### What you have to do
Each line below should be copied exactly as it stands.

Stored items
++++++++++++++++++++

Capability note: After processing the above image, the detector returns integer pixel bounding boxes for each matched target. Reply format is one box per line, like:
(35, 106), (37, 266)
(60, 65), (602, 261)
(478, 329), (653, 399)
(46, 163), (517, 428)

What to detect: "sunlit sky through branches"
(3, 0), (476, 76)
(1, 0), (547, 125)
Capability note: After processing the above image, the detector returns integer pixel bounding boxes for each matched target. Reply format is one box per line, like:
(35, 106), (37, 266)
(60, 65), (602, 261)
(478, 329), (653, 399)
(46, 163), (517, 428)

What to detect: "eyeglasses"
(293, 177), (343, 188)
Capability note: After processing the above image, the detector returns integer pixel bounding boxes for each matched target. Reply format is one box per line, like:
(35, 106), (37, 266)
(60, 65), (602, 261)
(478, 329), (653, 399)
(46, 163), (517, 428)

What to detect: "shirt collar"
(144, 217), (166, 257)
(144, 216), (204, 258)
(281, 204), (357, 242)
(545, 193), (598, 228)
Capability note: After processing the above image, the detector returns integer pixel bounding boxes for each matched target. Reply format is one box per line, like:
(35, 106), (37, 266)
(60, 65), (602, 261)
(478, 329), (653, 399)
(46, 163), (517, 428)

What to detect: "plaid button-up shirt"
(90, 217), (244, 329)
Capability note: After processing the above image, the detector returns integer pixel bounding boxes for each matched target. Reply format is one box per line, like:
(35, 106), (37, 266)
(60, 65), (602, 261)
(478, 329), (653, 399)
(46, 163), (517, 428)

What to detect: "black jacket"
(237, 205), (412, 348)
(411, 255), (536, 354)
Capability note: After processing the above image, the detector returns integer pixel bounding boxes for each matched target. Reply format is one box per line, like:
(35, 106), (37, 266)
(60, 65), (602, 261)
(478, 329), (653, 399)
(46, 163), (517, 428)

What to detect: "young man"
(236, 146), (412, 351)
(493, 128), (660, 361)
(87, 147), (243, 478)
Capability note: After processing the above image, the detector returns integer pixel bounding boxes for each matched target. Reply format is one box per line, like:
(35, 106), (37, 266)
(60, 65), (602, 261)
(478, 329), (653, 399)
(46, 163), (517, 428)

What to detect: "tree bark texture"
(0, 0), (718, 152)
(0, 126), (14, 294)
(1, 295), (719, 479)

++++++++++++++++++++

### Solution to the problem
Capability note: After processing the above image, the detector returns integer pixel bounding boxes for each matched target. Reply format is one box per line, like:
(35, 106), (37, 266)
(60, 65), (602, 261)
(478, 329), (653, 399)
(46, 163), (517, 428)

What to detect: "sunlit sky through branches"
(3, 0), (476, 76)
(1, 0), (547, 125)
Capability note: After processing the above image, the detector returns integer pixel bounding boxes for each matched target. Reply format is one box per line, like:
(35, 106), (37, 266)
(60, 65), (602, 261)
(478, 329), (653, 399)
(46, 163), (517, 428)

What to detect: "eyeglasses"
(293, 177), (343, 188)
Capability note: After processing the above image, the detector returns integer pixel bounding boxes for each matched target. Reply format is one box per line, like:
(35, 106), (37, 266)
(60, 65), (602, 261)
(478, 329), (653, 399)
(46, 163), (517, 428)

What to detect: "shirt collar"
(144, 217), (166, 257)
(144, 216), (204, 258)
(281, 204), (357, 242)
(545, 193), (598, 228)
Capability note: After processing the above image, the detector returns integer pixel bounding boxes for each matched target. Reply format is one box per line, like:
(35, 106), (37, 266)
(60, 65), (602, 261)
(478, 329), (653, 399)
(46, 163), (517, 428)

What to detect: "plaid button-up shirt"
(90, 217), (244, 329)
Capability note: After processing the above image, the detector returns integer pixel bounding boxes for each matched target. Reply format is one box per line, like:
(35, 106), (37, 266)
(60, 65), (602, 261)
(478, 329), (653, 399)
(46, 163), (517, 428)

What to detect: "black jacket"
(237, 205), (412, 348)
(411, 255), (536, 354)
Capability note: After processing the above image, the detector returns integer pixel bounding boxes for each matched target. Reply format is one box per line, like:
(35, 106), (37, 266)
(60, 65), (602, 261)
(478, 329), (653, 399)
(46, 163), (517, 428)

What to detect: "young man"
(236, 146), (412, 351)
(493, 128), (660, 361)
(87, 147), (243, 478)
Capability note: After processing the above image, the detector returns integer pixel bounding boxes for each matched target. Reply format is one box per line, like:
(35, 106), (37, 266)
(60, 65), (602, 261)
(478, 329), (653, 399)
(46, 163), (517, 428)

What to detect: "tree bark texture"
(0, 0), (718, 152)
(0, 126), (14, 294)
(1, 295), (719, 479)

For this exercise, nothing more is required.